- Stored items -

■ ■ ■ ■ ■

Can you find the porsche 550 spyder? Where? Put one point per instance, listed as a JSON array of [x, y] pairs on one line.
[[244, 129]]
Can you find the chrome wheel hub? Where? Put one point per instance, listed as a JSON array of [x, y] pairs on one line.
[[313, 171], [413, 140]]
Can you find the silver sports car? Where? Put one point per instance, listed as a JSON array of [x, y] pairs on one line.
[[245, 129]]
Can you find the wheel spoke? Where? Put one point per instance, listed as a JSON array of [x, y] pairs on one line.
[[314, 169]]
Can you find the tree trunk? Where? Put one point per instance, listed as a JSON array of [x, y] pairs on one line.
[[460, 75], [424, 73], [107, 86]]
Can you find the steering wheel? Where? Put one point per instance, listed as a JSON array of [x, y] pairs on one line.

■ ■ ■ ■ ■

Please rewrite the entries as a JSON list of strings, one string per line with blank lines omitted, running from the line containing "Can you find the wheel" through the end of the entries.

- Solution to this problem -
[
  "Can you find the wheel spoke? Where? Put one point per instance, listed as a JSON array of [x, y] pairs on one line.",
  "[[314, 169]]",
  "Can you find the tree trunk? Where? Put one point per instance, listed as a JSON array of [x, y] pairs on one line.",
  "[[460, 75], [424, 73], [107, 86]]",
  "Can you find the steering wheel? Where? Put one point per instance, listed as a JSON array of [x, y] pairs on one line."
]